══ Given records ══
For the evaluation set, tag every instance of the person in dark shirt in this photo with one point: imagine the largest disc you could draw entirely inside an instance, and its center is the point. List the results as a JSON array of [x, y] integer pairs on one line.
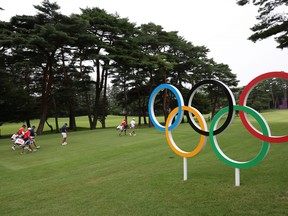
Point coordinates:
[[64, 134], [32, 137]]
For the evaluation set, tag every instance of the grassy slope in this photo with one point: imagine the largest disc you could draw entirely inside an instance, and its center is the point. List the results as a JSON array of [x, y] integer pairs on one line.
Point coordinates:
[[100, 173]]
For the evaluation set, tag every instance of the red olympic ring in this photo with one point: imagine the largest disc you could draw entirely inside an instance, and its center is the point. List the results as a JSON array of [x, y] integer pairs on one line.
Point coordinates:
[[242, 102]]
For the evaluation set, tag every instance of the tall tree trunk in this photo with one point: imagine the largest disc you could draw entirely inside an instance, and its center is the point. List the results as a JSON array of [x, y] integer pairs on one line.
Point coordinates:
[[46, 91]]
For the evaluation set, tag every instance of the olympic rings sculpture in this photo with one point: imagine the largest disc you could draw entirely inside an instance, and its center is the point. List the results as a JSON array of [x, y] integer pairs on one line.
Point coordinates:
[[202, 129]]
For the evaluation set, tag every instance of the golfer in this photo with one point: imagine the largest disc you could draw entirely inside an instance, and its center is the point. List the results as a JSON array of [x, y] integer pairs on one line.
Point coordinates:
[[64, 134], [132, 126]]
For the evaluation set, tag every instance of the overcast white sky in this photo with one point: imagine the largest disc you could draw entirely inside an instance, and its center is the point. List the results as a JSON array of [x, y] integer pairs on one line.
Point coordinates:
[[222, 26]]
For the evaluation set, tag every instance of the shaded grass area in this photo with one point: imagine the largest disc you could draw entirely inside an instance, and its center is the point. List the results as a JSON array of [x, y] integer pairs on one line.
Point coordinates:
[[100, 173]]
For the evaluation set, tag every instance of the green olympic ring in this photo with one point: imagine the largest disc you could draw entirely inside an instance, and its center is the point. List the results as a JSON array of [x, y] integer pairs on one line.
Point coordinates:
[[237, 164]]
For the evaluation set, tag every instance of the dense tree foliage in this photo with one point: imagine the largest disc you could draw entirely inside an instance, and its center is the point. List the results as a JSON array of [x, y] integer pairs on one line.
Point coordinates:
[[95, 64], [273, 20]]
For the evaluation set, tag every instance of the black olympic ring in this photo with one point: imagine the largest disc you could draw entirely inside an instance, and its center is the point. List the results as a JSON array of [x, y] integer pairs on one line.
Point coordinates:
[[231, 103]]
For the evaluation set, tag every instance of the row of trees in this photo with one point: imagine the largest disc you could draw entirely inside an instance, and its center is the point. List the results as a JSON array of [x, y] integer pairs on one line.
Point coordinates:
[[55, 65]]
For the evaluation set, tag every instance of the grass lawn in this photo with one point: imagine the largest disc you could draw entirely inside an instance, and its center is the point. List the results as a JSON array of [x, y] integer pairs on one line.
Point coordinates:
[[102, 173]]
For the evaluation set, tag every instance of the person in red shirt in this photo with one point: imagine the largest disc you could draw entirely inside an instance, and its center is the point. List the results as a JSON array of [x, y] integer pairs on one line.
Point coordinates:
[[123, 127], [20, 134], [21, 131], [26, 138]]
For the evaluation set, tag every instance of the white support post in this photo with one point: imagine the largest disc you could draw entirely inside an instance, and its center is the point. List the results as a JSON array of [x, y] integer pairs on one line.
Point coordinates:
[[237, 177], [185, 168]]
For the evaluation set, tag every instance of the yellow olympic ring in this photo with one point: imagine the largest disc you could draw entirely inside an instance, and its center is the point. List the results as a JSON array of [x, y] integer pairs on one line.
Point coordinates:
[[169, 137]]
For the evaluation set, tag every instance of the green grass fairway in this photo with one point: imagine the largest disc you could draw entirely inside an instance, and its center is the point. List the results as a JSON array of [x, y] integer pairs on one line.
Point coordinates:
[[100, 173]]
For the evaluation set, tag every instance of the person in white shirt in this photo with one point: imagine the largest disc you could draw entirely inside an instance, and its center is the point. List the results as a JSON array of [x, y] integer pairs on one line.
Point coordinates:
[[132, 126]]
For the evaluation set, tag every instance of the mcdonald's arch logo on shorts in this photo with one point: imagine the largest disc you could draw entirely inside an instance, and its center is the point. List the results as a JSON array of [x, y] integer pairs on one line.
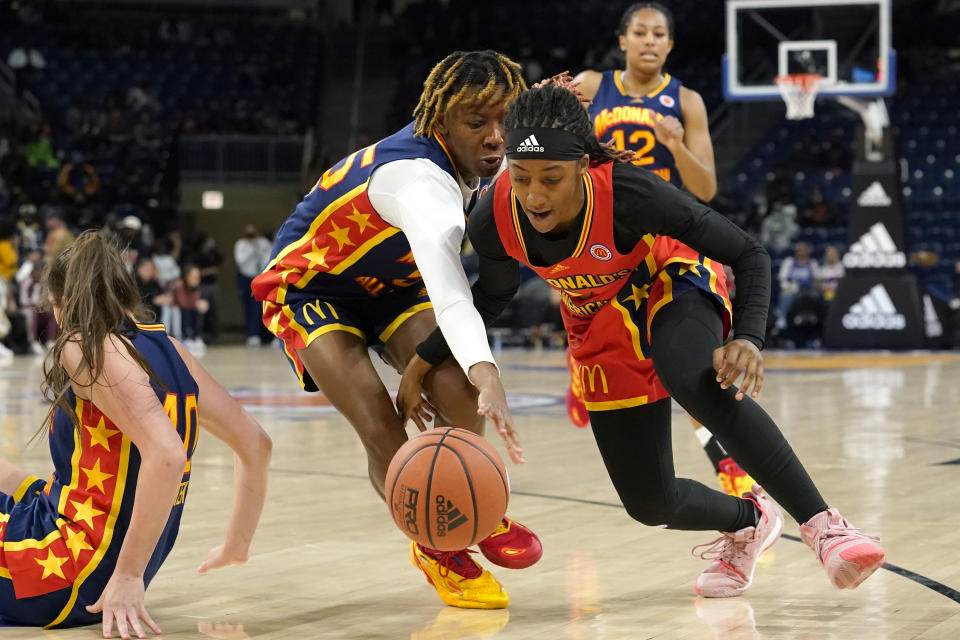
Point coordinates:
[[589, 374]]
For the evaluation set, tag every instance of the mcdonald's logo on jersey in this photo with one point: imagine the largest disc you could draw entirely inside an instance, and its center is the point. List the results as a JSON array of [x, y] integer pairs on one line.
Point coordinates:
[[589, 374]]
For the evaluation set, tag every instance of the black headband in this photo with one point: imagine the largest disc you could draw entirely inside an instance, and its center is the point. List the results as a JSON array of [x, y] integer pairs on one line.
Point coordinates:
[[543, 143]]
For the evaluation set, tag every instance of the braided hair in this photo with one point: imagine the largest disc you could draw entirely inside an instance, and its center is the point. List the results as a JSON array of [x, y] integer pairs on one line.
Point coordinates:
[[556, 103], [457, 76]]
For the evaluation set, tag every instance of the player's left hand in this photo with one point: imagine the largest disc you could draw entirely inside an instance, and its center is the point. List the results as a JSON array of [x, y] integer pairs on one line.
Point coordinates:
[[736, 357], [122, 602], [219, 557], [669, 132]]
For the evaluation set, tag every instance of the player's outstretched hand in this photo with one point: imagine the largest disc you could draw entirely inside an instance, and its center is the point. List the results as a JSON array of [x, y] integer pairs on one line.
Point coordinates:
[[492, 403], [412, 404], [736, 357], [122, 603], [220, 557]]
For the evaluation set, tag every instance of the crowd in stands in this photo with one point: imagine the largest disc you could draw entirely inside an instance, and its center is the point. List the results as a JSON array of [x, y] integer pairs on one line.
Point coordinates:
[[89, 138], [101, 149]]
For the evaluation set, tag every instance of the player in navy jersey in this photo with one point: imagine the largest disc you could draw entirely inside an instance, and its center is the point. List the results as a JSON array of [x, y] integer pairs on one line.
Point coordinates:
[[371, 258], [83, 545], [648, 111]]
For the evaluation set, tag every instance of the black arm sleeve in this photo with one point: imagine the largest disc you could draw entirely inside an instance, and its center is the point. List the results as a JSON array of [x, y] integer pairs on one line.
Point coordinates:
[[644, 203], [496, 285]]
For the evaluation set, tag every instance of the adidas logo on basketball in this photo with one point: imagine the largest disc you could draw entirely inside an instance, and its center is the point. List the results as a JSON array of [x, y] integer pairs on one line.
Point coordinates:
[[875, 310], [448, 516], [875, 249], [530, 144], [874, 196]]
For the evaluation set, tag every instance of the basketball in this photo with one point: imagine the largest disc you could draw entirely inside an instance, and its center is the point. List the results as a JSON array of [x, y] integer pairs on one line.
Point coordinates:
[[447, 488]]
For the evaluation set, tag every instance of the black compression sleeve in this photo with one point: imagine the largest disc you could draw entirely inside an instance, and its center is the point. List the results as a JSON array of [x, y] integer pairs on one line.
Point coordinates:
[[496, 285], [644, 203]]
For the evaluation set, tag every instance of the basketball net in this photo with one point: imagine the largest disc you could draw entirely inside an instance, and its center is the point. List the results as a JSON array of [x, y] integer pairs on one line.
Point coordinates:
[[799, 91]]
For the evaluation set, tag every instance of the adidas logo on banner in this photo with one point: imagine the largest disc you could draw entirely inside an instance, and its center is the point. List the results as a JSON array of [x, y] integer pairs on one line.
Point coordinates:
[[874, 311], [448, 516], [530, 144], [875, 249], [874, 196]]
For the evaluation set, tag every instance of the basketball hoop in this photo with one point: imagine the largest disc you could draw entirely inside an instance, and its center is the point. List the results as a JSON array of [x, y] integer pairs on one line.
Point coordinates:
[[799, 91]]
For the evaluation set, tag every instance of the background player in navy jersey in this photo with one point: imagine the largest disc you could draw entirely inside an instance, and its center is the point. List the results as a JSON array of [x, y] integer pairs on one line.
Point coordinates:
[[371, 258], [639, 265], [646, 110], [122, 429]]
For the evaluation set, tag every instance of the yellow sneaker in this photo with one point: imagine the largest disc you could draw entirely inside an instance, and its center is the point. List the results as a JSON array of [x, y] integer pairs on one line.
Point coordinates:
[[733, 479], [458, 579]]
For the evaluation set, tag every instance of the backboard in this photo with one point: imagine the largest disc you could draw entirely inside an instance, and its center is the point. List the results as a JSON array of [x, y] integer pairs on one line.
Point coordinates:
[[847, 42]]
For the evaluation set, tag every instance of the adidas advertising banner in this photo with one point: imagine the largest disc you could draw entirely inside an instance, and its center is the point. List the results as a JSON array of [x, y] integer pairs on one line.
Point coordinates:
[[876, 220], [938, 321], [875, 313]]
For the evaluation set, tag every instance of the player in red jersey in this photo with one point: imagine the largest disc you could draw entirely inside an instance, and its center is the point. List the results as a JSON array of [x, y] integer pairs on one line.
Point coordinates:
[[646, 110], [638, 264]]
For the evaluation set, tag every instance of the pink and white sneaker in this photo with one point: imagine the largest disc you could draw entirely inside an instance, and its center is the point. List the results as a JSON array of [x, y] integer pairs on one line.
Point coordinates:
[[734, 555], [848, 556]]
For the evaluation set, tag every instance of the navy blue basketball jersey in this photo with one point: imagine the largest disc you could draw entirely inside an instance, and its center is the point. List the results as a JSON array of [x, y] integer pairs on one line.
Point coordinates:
═══
» Exercise aim: Turn the data starting with the line containing "For the evaluation set, tag every instance of the white" and going on through the line containing "[[543, 143]]" into a two-column CSV with the headers text and points. Put each text and its answer in one row, quote every field, replace line breaks with spaces, and omit the pictures.

» Answer for this exercise:
text,points
"For the evaluation set, tag every instance of the white support post in this photo with one point: imagine the largest disc you could draw entirely inside an instance, and its center is the point. List the results as a JSON array of [x, y] integer pairs on one line. Point coordinates:","[[237, 177], [185, 168]]"
"For the evaluation set, tag every instance of the yellow olympic ring in this photo with one point: imagine the largest disc you could draw entirely inside an instance, and its center is the point. List the results as a JSON array of [x, y] integer pairs on one line. Point coordinates:","[[169, 137]]"
"For the evaluation set, tag every instance of the green grass fairway in this photo with one point: imagine the largest disc you could draw entirely inside an instance, and its center is the point. List the results as a JSON array of [x, y] integer pairs on one line. Point coordinates:","[[100, 173]]"
"For the evaluation set, tag every instance of the person in white shirt in this photo with one point: imagine the largest disc you could draw entirely inside an instance, and its center is the point. List the results as a JSON array of [x, y] integer pairs on one line. Point coordinates:","[[132, 126]]"
"For the evaluation set, tag every instance of the mcdonald's arch logo on shorts in this photo with one point: imagine the largest disc you could draw entirely inside an instance, and its center is the point. List the results as a JSON array of [x, y] integer pairs on one line. Point coordinates:","[[589, 374]]"
"For the evaluation set, tag every instance of the mcdonald's logo on jersey in this photo with one point: imagine the largest disc you could draw entirely inside an instance, and its center is the point. List the results as a JSON array of [x, y] integer pairs on one line. Point coordinates:","[[589, 374]]"
"For the evaluation set, tag every instance of the black headband in this photo with one point: imagine the largest disc you could draw entirely inside an instance, and its center is the point. List the results as a JSON array of [x, y] integer pairs on one line. Point coordinates:","[[543, 143]]"